### Source text
"""

One mother said when she got the note from the principal's office, she burst into tears. No, her daughter did not have head lice. Nor was she being notified that she would be expected to sell a carload of candy bars to pay for soccer uniforms. It was not a problem with grades or discipline.
The woman had just learned that Michelle Gummer, principal at Blessed Sacrament School in Fort Mitchell for 17 years, won't be returning in the fall. This - I am assured unanimously by parents, faculty and students - is an extremely emotional loss. It's hard to imagine. I remember my principals as being a little scary, certainly remote. They didn't know your name unless you were a troublemaker.
The candy apron
Ms. Gummer - Mickie to grownups - knows every one of her 600 students by name. It is not rare for her to notice an uptick in somebody's grades and send a personal note and a stick of Juicy Fruit gum home with the report card. She zips around the halls in a voluminous white apron, its 100 colorful pockets crammed with candy. Funny, good-humored and, still, an administrator who keeps her eye on the big picture.

"""

### Task details
Transcribe the principal article from everything from "The woman had" down to "were a troublemaker.".

### Records
"""

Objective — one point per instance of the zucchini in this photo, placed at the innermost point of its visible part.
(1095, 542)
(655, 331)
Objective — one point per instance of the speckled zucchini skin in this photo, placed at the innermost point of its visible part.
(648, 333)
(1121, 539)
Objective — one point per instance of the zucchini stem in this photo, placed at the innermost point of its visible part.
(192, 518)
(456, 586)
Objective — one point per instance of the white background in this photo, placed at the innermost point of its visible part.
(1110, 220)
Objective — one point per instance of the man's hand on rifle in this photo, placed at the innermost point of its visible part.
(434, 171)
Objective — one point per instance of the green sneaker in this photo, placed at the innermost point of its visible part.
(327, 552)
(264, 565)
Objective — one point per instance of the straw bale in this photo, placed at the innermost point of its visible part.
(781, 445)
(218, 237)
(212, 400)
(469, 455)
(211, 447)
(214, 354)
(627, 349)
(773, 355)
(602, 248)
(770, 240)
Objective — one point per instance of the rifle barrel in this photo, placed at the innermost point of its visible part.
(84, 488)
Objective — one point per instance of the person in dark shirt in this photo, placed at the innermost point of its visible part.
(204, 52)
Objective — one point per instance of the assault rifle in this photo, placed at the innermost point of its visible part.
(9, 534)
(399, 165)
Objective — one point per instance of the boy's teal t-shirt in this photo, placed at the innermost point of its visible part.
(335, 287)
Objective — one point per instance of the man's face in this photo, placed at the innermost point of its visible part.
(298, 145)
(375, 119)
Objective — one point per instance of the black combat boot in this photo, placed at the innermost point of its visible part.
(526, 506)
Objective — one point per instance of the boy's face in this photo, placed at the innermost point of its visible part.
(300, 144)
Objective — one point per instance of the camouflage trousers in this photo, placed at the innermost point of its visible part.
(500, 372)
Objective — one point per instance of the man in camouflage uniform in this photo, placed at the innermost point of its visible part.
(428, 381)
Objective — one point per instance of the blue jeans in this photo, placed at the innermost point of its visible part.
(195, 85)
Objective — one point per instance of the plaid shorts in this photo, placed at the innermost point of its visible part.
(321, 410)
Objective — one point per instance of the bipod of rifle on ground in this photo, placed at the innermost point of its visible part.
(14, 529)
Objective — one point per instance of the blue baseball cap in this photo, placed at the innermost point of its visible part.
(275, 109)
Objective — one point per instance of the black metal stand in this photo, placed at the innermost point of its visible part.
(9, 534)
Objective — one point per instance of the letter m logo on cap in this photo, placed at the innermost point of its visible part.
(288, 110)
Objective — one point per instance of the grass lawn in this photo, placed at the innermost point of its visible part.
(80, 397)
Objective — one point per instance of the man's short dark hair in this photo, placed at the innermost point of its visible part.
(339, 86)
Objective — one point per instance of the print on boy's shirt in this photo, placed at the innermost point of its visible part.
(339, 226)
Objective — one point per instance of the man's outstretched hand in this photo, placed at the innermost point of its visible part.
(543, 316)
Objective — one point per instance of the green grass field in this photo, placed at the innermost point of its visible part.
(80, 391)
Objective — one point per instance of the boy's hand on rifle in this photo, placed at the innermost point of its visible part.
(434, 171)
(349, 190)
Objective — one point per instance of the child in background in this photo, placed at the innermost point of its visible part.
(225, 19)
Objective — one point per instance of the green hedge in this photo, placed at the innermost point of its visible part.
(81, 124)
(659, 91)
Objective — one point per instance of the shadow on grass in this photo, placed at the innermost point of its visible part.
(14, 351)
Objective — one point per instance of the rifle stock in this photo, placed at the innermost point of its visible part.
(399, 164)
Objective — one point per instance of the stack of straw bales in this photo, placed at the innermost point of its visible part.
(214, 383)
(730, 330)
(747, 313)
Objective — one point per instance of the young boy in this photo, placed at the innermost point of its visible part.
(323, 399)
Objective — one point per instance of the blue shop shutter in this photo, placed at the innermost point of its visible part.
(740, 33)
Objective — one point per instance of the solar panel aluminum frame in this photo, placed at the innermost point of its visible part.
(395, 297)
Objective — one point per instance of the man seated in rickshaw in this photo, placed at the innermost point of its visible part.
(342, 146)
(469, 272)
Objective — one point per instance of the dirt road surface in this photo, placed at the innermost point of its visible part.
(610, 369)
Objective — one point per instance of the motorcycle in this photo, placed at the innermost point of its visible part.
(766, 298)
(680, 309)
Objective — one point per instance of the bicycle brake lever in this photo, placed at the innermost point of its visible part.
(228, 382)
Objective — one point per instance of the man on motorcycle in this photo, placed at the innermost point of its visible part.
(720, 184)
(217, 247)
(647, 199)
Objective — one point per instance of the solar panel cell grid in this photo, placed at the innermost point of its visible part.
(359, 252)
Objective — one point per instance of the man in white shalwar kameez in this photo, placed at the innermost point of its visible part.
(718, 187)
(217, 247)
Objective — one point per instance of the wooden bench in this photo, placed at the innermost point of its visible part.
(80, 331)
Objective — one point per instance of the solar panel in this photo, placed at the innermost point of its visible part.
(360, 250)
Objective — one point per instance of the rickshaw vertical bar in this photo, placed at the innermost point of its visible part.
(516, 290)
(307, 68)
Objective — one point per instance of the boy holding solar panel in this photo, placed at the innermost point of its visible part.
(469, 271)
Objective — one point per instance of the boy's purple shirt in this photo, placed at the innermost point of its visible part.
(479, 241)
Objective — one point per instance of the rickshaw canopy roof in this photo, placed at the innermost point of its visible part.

"""

### Written answer
The woman had just learned that Michelle Gummer, principal at Blessed Sacrament School in Fort Mitchell for 17 years, won't be returning in the fall. This - I am assured unanimously by parents, faculty and students - is an extremely emotional loss. It's hard to imagine. I remember my principals as being a little scary, certainly remote. They didn't know your name unless you were a troublemaker.